Excerpt:
★ ★ ★ ★ ★

Lisa saved the day by asking us to do her a favor, something she loved but hadn’t gotten to try in a long time. She wanted us to drip candle wax on her bare back, blow on it until it dried, and then peel it off and blow on it some more. I was down for just about anything that involved people taking their shirts off, so I quickly agreed. Rob was down as well, probably for similar reasons.

Many candles adorned my room, so we had the materials at hand. Lisa stripped down to her bra, and Rob and I took turns going through the wax procedure with her. I remember my fascination with the texture of her skin and the way it reddened in response to the heat. I have a major thing for freckles and moles, and I can still recall one just beside her bra strap and how badly I wanted to touch it. I’ll also never forget her gasps and moans.

After she said she’d had enough, I decided I wanted to try it. I never wore a bra back then, so my torso was entirely bare when I peeled off my shirt. The scald of the wax felt sharp and itchy at first, but as the heat spread over and through my skin, it settled into a squirming warmth that transformed into an erotic sensation. But there was also the matter of the breath. Cool or hot, soft or strong, different depending on whether it came from Lisa or Rob—it landed with an unbearably pleasurable shock each time, on raw, nervy skin stripped of defenses.

Rob tried it, too, though I remember having the sense that he was perhaps not as much of a masochist as Lisa or I, and was largely enduring pain in the interest of having two women touch his back and bring their lips close to it.

We did several rounds of this, and, predictably, the scenario evolved into heavy making out. I remember kissing both of them and playing with Lisa’s breasts. Pants didn’t come off, though I’m not sure why—I’m sure I would have gladly removed mine. At some point, Rob and Lisa went home, and I went to bed.

Oh, and by the way, I had a boyfriend at the time, who would have been extremely unhappy to know what I’d gotten up to.

The next week, I arrived at the open mike to find Rob waiting with one rose for me and one for Lisa. I remember thinking the roses showed a certain sort of naivete. He had no idea, I thought, of who Lisa and I were and what that night had actually meant. I don’t recall if we ever discussed things, but nothing erotic happened again with that particular configuration of people.

***

So, that story is as true as I can make it. I’m sure I’m representing the events and facts accurately, and I’ve represented my thought process to the best of my ability.

However, whenever I tell a story, I’m aware of all the choices I’m making about what to say when—just as I do when writing fiction.

For example, above, I waited until the end to mention I had a boyfriend who wasn’t present for these events. If I’d mentioned that up top, though, it would have colored the entire story and made it “about” cheating in a way it isn’t if I reveal that fact at the last minute.

I spent paragraphs on the sensual details of the candle wax and glossed over the kissing and conversation. That’s an implicit decision about what constitutes the “important” part of the story.

★ ★ ★ ★ ★

Supplied information:
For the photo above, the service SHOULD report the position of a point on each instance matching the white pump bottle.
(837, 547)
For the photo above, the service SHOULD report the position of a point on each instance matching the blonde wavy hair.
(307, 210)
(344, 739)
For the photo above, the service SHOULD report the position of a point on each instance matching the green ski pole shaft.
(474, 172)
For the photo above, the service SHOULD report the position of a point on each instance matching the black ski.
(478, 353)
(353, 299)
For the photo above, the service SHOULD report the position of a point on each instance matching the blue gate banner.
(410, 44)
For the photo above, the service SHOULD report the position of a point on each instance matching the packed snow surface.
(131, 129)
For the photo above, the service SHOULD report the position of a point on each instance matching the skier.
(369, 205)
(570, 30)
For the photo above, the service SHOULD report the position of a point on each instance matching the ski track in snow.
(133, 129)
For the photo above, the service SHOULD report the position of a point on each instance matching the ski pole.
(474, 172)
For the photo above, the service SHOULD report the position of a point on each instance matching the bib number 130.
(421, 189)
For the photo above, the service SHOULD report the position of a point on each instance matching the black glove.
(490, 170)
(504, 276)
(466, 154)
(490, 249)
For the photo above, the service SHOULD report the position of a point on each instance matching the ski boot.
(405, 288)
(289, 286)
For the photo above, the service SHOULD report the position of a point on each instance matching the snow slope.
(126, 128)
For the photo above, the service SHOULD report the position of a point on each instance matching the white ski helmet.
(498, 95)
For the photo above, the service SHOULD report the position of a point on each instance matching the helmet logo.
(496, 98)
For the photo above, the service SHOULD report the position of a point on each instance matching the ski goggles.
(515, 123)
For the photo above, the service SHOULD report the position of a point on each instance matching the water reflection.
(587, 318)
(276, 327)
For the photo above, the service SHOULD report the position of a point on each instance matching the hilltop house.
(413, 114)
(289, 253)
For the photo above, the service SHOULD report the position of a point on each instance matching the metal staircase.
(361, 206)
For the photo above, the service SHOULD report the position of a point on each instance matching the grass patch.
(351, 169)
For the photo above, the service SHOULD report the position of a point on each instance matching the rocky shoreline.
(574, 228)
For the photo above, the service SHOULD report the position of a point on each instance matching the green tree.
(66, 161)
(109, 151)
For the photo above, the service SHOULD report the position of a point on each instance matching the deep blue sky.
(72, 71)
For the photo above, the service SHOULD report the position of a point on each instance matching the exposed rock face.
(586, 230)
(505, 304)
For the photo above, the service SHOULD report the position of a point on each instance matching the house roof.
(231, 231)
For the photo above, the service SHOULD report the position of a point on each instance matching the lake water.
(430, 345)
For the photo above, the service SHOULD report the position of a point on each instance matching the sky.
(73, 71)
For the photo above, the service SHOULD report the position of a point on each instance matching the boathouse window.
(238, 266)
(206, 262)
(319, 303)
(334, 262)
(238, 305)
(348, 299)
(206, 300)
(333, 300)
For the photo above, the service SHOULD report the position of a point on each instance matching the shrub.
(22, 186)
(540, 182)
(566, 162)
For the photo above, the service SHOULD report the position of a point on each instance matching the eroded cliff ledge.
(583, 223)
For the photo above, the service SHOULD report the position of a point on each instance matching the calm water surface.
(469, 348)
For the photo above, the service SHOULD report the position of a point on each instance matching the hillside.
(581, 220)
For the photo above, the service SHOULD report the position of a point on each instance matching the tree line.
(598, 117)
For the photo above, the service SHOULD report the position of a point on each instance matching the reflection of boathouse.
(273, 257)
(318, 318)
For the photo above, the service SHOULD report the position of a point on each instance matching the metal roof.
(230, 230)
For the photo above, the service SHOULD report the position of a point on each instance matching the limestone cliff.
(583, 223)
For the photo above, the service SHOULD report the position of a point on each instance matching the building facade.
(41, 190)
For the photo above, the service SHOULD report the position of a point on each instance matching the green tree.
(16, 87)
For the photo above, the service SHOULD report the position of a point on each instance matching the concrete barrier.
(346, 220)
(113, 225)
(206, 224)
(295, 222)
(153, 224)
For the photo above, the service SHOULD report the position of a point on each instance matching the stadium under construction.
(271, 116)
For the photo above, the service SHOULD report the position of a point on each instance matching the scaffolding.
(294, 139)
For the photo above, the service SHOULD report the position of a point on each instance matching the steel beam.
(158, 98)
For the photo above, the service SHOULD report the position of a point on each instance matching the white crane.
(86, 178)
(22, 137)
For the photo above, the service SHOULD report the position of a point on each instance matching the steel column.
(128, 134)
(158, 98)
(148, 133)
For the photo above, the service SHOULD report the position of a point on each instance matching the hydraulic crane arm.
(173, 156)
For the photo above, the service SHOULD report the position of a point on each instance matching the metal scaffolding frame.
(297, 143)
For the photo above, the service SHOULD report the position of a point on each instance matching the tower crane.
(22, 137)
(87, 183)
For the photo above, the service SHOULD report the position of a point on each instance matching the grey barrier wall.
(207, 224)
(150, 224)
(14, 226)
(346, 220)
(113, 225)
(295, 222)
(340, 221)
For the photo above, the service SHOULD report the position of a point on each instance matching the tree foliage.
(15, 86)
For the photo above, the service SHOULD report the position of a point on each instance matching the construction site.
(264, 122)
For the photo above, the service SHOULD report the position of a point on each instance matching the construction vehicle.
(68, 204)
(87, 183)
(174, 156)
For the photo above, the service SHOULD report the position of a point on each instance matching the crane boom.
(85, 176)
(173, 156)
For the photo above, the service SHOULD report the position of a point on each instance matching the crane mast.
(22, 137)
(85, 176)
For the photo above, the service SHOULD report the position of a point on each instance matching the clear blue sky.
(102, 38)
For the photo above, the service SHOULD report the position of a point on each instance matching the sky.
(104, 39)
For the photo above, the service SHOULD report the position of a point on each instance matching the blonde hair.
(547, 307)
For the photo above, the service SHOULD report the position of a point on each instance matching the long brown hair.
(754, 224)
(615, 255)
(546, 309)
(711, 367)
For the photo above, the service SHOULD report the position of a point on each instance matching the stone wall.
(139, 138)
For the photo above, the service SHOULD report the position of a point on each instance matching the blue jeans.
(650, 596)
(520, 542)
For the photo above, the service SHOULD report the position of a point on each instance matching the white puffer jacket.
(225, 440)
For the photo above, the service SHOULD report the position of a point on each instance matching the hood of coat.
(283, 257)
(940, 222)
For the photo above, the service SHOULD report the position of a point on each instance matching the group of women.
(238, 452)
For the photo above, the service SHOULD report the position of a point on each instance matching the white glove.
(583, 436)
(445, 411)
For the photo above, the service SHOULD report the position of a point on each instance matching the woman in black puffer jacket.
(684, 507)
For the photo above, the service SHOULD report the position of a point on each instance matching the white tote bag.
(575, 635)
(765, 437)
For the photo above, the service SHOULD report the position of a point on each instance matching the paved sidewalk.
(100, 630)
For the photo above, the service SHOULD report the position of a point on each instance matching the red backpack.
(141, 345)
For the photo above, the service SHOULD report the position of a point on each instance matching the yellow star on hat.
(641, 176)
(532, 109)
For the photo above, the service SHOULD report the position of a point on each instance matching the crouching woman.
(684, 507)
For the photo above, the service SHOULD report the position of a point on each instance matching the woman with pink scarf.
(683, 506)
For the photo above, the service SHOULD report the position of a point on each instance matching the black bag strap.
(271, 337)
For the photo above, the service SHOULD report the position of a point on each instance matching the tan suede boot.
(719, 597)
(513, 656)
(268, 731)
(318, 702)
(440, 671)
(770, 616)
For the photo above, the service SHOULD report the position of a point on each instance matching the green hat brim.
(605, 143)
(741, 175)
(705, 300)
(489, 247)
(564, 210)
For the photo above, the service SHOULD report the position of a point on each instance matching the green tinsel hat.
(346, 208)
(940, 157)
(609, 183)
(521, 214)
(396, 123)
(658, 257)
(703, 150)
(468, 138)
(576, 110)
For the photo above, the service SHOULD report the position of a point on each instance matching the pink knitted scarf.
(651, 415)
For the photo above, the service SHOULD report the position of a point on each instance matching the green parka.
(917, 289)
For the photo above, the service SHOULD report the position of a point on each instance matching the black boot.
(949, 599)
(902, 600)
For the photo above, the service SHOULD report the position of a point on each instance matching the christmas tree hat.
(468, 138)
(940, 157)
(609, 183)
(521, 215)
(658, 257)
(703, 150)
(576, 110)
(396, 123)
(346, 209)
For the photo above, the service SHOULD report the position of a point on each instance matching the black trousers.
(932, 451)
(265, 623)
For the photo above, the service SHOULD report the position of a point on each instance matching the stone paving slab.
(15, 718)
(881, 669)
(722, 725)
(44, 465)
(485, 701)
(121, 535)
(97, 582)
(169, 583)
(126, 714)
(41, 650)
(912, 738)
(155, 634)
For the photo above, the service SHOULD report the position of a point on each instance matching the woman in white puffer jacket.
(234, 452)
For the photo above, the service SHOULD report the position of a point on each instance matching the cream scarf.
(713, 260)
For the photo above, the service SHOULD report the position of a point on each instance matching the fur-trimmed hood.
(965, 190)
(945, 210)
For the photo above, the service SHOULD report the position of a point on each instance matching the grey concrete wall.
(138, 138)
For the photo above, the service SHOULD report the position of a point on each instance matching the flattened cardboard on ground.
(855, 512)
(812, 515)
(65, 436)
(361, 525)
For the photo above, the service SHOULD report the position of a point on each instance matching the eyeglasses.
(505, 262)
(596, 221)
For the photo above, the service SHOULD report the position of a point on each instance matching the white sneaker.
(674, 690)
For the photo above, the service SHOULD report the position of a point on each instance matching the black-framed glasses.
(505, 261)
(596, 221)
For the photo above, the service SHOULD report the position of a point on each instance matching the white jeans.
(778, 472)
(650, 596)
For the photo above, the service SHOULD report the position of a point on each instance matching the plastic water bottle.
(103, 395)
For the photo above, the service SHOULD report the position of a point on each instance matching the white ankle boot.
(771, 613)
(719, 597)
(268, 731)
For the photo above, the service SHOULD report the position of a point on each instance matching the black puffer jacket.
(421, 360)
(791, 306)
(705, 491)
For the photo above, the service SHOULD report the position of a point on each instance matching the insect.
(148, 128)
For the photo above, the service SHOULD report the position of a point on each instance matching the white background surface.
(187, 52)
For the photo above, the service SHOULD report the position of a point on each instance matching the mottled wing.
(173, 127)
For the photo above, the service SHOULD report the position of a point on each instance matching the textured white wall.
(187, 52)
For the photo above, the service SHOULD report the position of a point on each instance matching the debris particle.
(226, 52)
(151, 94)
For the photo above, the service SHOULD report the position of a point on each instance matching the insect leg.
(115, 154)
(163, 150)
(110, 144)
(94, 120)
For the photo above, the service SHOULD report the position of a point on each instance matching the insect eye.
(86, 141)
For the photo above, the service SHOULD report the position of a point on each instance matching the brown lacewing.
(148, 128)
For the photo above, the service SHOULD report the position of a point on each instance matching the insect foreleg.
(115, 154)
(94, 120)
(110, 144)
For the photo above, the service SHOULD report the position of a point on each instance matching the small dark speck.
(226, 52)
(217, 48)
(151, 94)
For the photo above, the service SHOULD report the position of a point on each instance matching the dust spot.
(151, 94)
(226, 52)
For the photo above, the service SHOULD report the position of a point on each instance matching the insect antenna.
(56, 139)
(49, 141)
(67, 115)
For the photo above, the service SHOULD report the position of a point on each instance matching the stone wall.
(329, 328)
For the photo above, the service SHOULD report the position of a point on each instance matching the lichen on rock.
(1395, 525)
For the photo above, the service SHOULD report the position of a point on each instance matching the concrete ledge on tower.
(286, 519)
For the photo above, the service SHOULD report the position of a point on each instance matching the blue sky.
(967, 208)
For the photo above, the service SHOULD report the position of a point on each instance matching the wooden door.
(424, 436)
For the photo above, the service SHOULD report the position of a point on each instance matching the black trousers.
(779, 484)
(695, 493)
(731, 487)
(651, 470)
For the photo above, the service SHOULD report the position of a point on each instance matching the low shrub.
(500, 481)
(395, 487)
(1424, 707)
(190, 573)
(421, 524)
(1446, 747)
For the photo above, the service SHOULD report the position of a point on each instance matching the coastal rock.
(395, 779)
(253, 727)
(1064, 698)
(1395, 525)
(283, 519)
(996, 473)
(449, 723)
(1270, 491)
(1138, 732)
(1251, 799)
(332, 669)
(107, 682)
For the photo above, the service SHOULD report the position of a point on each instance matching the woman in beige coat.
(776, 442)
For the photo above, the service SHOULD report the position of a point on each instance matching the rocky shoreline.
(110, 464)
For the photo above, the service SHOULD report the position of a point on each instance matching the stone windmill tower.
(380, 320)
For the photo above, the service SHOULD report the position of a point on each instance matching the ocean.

★ ★ ★ ★ ★

Task set:
a) Reproduce everything in the records from the line containing "the blue sky." down to the last line of the records, requests included, and shift each coordinate in the answers by adding 126 to it.
b) Carry on the essay about the candle-wax night and the choices behind telling it, starting after its final sentence.

Answers by task:
a)
For the photo above, the service SHOULD report the position of a point on each instance matching the blue sky.
(1093, 334)
For the photo above, the service SHOULD report the position of a point on each instance matching the wooden door.
(550, 562)
For the photo above, the service SHOULD report the position of a point on each instance matching the black trousers.
(905, 610)
(821, 619)
(857, 613)
(777, 596)
For the photo above, the service SHOULD report the position of a point on each instance matching the low shrub.
(626, 607)
(521, 613)
(1550, 833)
(316, 699)
(547, 650)
(1572, 873)
For the photo above, the service SHOULD report the position of a point on each instance matching the coastal rock.
(521, 905)
(379, 853)
(1190, 824)
(1521, 651)
(409, 645)
(1122, 599)
(575, 849)
(1396, 617)
(1264, 858)
(1377, 925)
(458, 795)
(233, 808)
For the photo above, the service SHOULD report the position of a point on each instance matching the woman in beige coat.
(902, 568)
For the photo above, the service SHOULD report the position of a point on each instance matching the rocky shoreline.
(236, 590)
For the photo above, the service SHOULD report the position of a point on each instance matching the stone windmill tower.
(506, 446)
For the photo above, the service SHOULD report the position of a point on each instance matching the ocean.

b)
I also left out the context and back story for my friendship with Lisa, which involved a complex love triangle between me, Lisa, and Lisa’s best friend, not to mention previous ambiguous sexual encounters and a lot of drugs I felt ambivalent about taking. I wonder if that back story and context is part of why I didn’t do more to escalate the situation between me, Lisa, and Rob. In a similar situation with different people, I might have been much more into making a triad out of it, but I already had reasons I felt reluctant about getting more deeply involved with Lisa. If I’d put all that, the story would have been more complicated, but maybe it would also have been more revealing?

There’s also the urge to make some sort of meaning out of the story, another thing familiar from fiction. So what is that story about? Is it about the fucked up things I did back when I used drugs? Is it about my discovery of the kinky uses of candle wax (something I still enjoy in BDSM play)? Is it about a missed opportunity at an interesting three-way relationship? Is it about my willingness to explore sexually? About infidelity? About how Rob maybe deserved better than to make out with someone who didn’t care about his interest in quantum physics? About how Lisa and I really should have talked about what we wanted from each other? About how an open mike is a good place to hook up with kinky people? About how I’ve wised up? Or how I’m still the same?

I could write the story to match all those things and more.

This says a lot about writing, both fiction and nonfiction. Perspective is inescapable. Opinions get infused.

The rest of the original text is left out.